- Aim
Count the lines in the material below that contain the string "bank", matching case exactly, and give only the number.

╔══

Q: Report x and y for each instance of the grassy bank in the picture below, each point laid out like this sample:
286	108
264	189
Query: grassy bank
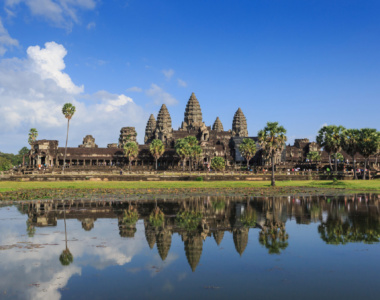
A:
355	185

╚══

- The reply
2